> _LIST OF TASKS_:
• 1. From the forum thread below, output the passage starting at "Id say thats" and ending at "to compare, wow!", with no changes.
• 2. Condense the paragraph in the forum thread below that begins "He looks like he's going to be one sturdy guy" into a bulleted list that keeps its main points.

> _PASSAGE SHOWN_:
━━━━━━━━

Id say thats what it is, it seems like a pretty cheap weigh tape too. Ill get anywhere from 14.1-14.3....so who knows. Rodeo's butt has always been at least 1-2in higher than his withers, although he seems to be somewhat catching up...as for Rodeo going along with things easily....he has his days!! lol


----------



## MHFoundation Quarters (Feb 23, 2011)

He's looking really good! The positive changes in that leg are fantastic, I had to go back and look at his little guy pics to compare, wow! 

He looks like he's going to be one sturdy guy. I really like the angle of his shoulder, his back to underline ratio is nice, and he has solid legs with great pastern length/angle. I LOVE his head, kind eye, refined muzzle and love his ears. 

I agree with robs, I've no doubt he will carry you just fine...and all the gear you could possibly want to strap on him


----------



## trailhorserider (Oct 13, 2009)

Thank you guys for all your comments!


----------



## sierrams1123 (Jul 8, 2011)

very cute.....i do not like his neck, but everything else is looking good....I think he will grow out of the butt high, he still has some growing to do.


----------



## trailhorserider (Oct 13, 2009)

sierrams1123 said:


> very cute.....i do not like his neck, but everything else is looking good....I think he will grow out of the butt high, he still has some growing to do.


Yeah, at first I though, wow, he has a great neck for a yearling. And now that he's gotten older I'm wondering if it is going to be short and thick. But he did rub out his mane last summer and the mohawk makes his neck look even thicker. So part of that might be optical illusion. :lol: 

Even so, I would rather have his neck short and thick than ewe necked. So I would rather this extreme than the other one.


----------

━━━━━━━━

> _DATASET CONTENT_:
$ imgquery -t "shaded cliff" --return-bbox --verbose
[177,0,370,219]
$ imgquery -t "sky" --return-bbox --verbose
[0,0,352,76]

━━━━━━━━

> _WRITTEN ANSWERS_:
• 1.
Id say thats what it is, it seems like a pretty cheap weigh tape too. Ill get anywhere from 14.1-14.3....so who knows. Rodeo's butt has always been at least 1-2in higher than his withers, although he seems to be somewhat catching up...as for Rodeo going along with things easily....he has his days!! lol


----------



## MHFoundation Quarters (Feb 23, 2011)

He's looking really good! The positive changes in that leg are fantastic, I had to go back and look at his little guy pics to compare, wow!

• 2.
- Looks set to become a sturdy horse
- Good shoulder angle
- Nice back-to-underline ratio
- Solid legs with great pastern length and angle
- Much-loved head, with a kind eye, refined muzzle and appealing ears